To do:
Please list each possibility that the interview below gives, in the sentence beginning "The very fact that consumers", about how people seeking weight loss products might act or be held back.

Text shown:
/---
In certain markets like the US…we have a higher burden of non-communicable diseases and lifestyle issues related to obesity. Those types of markets are going to be more susceptible to counterfeits because consumers are demanding those products. The very fact that consumers are looking for weight loss products, [which means] they may not go through a traditional [channel], they may feel less comfortable going through their clinician, or it may be harder to get that prescribed because of the cost. They’re going to look for alternatives to self-medicate. And because the US is a mixed market when it comes to insurance, we’re going to have people who are uninsured and looking for these products in a secondary market. So that type of demand is sometimes related to your underlying disease burden in the country.

AZ: Recent reports of fraudulent Ozempic pens have made headlines, with the EMA even sharing an alert on this. Is there anything that makes this case unique or different from past cases?

TM:  One thing that is unique is that the products are sometimes a combination of the pharmaceutical ingredient and a delivery device.  Consumers are at more risk when it comes to an injection pen, like what we saw with the epinephrine pens where the device itself could be counterfeit as well as the actual pharmaceutical ingredient.
\---
Provided records:
/---
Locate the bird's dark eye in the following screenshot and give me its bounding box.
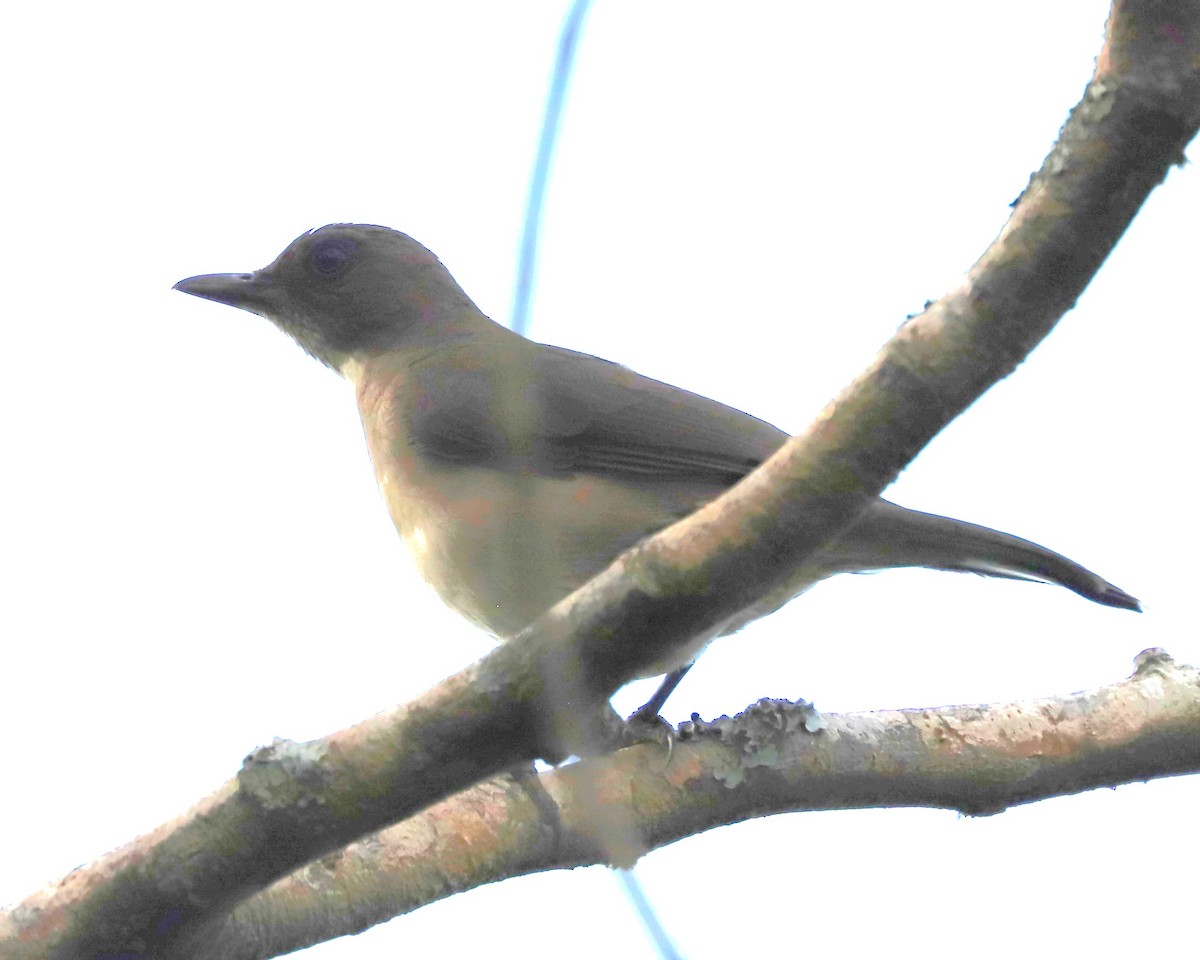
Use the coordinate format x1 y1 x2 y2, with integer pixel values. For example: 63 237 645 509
312 236 358 277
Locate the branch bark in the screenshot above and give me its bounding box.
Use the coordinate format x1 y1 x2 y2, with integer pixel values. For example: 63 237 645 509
0 0 1200 960
194 649 1200 960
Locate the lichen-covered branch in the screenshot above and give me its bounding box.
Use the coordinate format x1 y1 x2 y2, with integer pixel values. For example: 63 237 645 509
194 650 1200 960
0 0 1200 960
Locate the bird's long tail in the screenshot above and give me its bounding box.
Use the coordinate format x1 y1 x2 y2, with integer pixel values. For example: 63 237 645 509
823 500 1141 611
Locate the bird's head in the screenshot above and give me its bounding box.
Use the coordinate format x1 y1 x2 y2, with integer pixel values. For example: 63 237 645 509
175 223 490 371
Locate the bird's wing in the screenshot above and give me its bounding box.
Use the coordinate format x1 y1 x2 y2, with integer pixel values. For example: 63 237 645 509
408 344 787 488
535 347 787 486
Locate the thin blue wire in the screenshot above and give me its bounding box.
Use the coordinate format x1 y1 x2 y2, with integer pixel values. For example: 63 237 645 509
617 870 680 960
511 0 589 335
511 9 679 960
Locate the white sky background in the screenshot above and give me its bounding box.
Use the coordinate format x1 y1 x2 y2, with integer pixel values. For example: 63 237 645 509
0 0 1200 960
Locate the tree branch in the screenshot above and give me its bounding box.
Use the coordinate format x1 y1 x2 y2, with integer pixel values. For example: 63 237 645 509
0 0 1200 960
194 650 1200 960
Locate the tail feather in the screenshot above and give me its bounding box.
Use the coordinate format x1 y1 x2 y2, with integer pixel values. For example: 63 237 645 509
824 500 1141 611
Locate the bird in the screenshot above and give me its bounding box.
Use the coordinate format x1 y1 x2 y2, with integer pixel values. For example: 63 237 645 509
174 223 1140 713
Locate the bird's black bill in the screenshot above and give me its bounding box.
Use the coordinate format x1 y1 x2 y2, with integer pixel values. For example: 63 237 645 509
172 274 271 313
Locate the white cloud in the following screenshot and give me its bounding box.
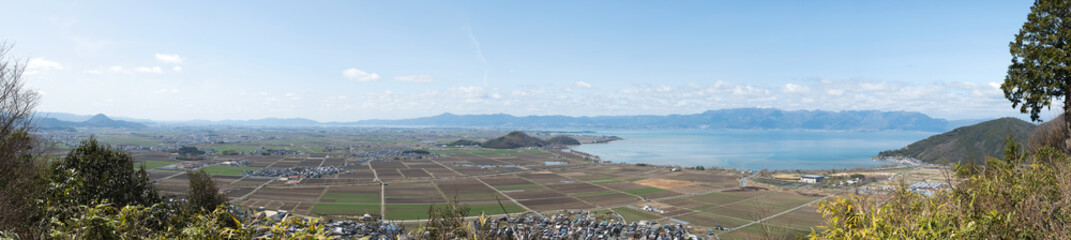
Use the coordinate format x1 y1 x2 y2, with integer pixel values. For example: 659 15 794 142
26 58 63 75
156 54 186 64
574 80 591 88
342 68 379 81
152 88 179 94
134 66 164 73
781 84 811 93
394 74 435 84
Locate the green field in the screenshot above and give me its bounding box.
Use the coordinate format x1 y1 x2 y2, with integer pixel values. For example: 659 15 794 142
569 191 617 197
320 192 379 204
96 135 160 146
719 224 811 239
468 201 525 215
576 175 614 182
312 203 379 215
676 212 751 227
590 179 624 184
494 183 545 191
688 193 750 205
387 201 526 220
136 161 175 169
614 208 661 223
201 166 260 176
621 186 666 195
387 204 446 220
198 145 260 152
431 149 546 155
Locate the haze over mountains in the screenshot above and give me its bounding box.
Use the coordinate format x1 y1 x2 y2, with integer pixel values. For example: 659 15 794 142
35 108 981 132
878 118 1038 164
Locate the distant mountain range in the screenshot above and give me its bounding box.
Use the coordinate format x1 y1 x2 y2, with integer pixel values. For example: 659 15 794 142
37 114 147 130
878 118 1038 164
33 108 981 132
349 108 980 132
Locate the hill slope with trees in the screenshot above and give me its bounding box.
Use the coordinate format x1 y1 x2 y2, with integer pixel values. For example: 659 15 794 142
878 118 1037 164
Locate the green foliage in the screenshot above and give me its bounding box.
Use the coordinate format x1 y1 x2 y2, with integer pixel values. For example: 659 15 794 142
546 136 580 146
0 42 46 238
878 118 1037 164
811 138 1071 239
418 199 469 239
179 147 205 155
47 138 161 206
1000 0 1071 121
186 170 227 211
481 131 549 149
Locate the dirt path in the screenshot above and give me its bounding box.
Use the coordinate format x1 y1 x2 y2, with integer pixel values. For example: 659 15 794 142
474 178 543 216
714 195 833 239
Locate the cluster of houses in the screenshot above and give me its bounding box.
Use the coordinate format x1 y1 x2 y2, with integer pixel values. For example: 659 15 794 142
242 166 346 180
644 205 666 213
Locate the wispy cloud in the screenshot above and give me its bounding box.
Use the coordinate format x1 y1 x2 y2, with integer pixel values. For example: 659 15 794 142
394 75 435 84
26 58 63 75
156 54 186 64
342 68 379 81
134 66 164 73
465 26 491 88
573 80 591 88
323 79 1017 119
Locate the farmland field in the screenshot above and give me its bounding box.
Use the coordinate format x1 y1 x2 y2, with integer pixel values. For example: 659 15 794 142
41 128 821 234
201 166 259 176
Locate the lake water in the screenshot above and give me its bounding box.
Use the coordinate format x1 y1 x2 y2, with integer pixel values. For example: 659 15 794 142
573 130 936 170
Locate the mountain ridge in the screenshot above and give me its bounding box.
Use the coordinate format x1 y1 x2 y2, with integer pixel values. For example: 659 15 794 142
35 108 982 132
878 118 1038 164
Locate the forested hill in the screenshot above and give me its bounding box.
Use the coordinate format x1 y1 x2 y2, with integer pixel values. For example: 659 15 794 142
878 118 1038 164
347 108 977 132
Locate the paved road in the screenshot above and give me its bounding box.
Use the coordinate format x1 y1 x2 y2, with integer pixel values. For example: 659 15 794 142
714 195 833 239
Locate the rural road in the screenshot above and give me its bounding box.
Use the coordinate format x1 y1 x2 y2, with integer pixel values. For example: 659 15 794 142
714 195 833 239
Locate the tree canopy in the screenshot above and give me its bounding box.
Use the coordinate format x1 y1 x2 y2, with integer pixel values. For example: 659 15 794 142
1000 0 1071 121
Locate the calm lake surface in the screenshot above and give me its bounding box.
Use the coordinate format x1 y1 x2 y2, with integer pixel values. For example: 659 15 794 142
573 130 937 170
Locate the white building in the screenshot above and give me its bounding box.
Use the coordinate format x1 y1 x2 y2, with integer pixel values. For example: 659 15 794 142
800 175 826 183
\---
Output of the exercise:
- They may not go through a traditional channel.
- They may feel less comfortable going through their clinician.
- It may be harder to get the product prescribed because of the cost.